Required work:
In the data that follows, each entry is to be restated exactly.
[Study material Boundary: Start]
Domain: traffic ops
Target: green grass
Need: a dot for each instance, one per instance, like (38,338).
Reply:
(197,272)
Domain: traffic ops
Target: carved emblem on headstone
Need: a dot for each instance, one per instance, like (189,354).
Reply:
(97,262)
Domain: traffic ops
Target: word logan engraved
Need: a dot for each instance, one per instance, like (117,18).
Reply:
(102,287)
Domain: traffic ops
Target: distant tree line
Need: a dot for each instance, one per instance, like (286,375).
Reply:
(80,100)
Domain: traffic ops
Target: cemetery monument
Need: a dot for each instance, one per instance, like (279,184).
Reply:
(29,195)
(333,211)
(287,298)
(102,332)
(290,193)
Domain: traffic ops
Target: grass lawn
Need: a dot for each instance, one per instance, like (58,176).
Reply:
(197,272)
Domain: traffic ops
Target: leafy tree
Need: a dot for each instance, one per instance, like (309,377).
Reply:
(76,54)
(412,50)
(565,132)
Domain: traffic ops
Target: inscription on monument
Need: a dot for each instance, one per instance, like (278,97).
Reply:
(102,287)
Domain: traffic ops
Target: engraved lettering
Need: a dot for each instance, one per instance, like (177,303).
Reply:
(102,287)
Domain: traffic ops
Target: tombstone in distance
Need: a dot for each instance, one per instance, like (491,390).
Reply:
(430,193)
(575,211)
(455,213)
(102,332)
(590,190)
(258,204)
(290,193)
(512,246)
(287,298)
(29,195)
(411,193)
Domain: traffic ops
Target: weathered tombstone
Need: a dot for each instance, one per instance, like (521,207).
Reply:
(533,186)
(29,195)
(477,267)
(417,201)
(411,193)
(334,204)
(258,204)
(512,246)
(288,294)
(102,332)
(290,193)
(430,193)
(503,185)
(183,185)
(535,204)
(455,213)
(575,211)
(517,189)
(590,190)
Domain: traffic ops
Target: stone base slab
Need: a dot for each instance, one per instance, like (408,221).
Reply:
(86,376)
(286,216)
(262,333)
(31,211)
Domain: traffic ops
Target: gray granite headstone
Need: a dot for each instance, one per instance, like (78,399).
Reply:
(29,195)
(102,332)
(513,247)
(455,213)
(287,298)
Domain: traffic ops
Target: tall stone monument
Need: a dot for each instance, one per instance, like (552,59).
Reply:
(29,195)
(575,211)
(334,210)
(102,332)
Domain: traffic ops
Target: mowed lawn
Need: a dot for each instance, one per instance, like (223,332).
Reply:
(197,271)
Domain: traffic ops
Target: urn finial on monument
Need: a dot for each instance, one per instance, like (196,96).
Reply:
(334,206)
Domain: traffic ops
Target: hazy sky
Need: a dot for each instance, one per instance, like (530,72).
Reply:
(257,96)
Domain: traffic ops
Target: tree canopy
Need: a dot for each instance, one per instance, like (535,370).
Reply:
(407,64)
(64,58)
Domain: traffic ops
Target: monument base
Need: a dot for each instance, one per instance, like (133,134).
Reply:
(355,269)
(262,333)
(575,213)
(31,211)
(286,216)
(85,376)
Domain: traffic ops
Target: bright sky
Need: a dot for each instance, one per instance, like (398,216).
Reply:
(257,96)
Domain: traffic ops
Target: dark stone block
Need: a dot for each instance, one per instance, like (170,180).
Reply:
[Study material Boundary: End]
Solution for this exercise:
Domain: traffic ops
Target: green grass
Need: a dot for each instance, one per instance, like (38,338).
Reply:
(197,272)
Domain: traffic ops
Target: carved emblem on headstone
Need: a dot for each instance, one per instance, like (189,354).
Reply:
(97,262)
Domain: traffic ops
Target: word logan engraved
Need: a dot for each instance, one per instance, like (117,18).
Reply:
(102,287)
Domain: traffic ops
Target: distant tree line
Need: a dot for each instance, one per instance, like (286,375).
Reply:
(80,100)
Domain: traffic ops
Target: cemetery monument
Need: a dot for each instance, one per instance, like (279,184).
Reply:
(29,195)
(333,211)
(287,298)
(102,332)
(290,193)
Domain: traffic ops
Target: grass lawn
Need: a dot for each instance, one per instance, like (58,176).
Reply:
(197,272)
Domain: traffic ops
Target: leafy tree
Need: a dot for each instance, one per instance, like (309,377).
Reply:
(76,54)
(412,50)
(565,132)
Domain: traffic ops
Target: inscription on monument
Need: a dot for each instance, one per instance, like (278,97).
Reply:
(102,287)
Domain: traffic ops
Target: engraved lettering
Need: a dot for each instance, one per instance, like (177,303).
Reply:
(102,287)
Domain: traffic ops
Target: tombstone in distance
Need: a dot for each instance, one per instance, like (491,390).
Reply:
(430,193)
(575,211)
(455,213)
(102,332)
(590,190)
(258,204)
(290,193)
(512,246)
(287,298)
(29,195)
(411,193)
Domain: traffic ops
Target: weathered tombstone
Need: a dot for each instance, one per instance, like (521,207).
Reply:
(533,186)
(29,195)
(477,267)
(417,201)
(411,193)
(334,204)
(258,204)
(512,246)
(288,294)
(102,332)
(290,193)
(430,193)
(503,185)
(183,185)
(535,204)
(455,213)
(575,211)
(517,189)
(590,190)
Domain: traffic ops
Target: stone base slab
Need: a dot for each instance, one per instance, like (408,221).
Reply:
(86,376)
(286,216)
(262,333)
(31,211)
Domain: traffic ops
Target: gray granite headstone
Need: a dot for each instance, one per instance, like (78,399).
Reply:
(29,195)
(102,332)
(513,247)
(455,213)
(287,298)
Domain: traffic ops
Target: tall stone monument
Need: a dot for each instance, one per instance, like (552,59).
Reply:
(29,195)
(575,211)
(334,210)
(102,332)
Domain: traffic ops
Target: mowed lawn
Need: a dot for each instance, one per instance, like (223,332).
Reply:
(197,271)
Domain: traffic ops
Target: urn finial on monument
Need: a dot for each instance, one per instance, like (196,96).
Reply:
(334,206)
Domain: traffic ops
Target: hazy sky
Need: a dot for each instance, one per instance, like (530,72).
Reply:
(257,96)
Domain: traffic ops
Target: tree canopy
Need: a dot for each instance, one per instance, like (535,370).
Reply:
(407,64)
(64,58)
Domain: traffic ops
Target: monument base
Need: a dot for each instance, one per instance, like (133,134).
Reply:
(355,269)
(262,333)
(575,213)
(31,211)
(286,216)
(85,376)
Domain: traffic ops
Target: bright sky
Need: a dot for each instance, one per instance, like (398,216).
Reply:
(257,96)
Domain: traffic ops
Target: dark stone block
Need: a dot for each instance, one per instance, like (170,180).
Reply:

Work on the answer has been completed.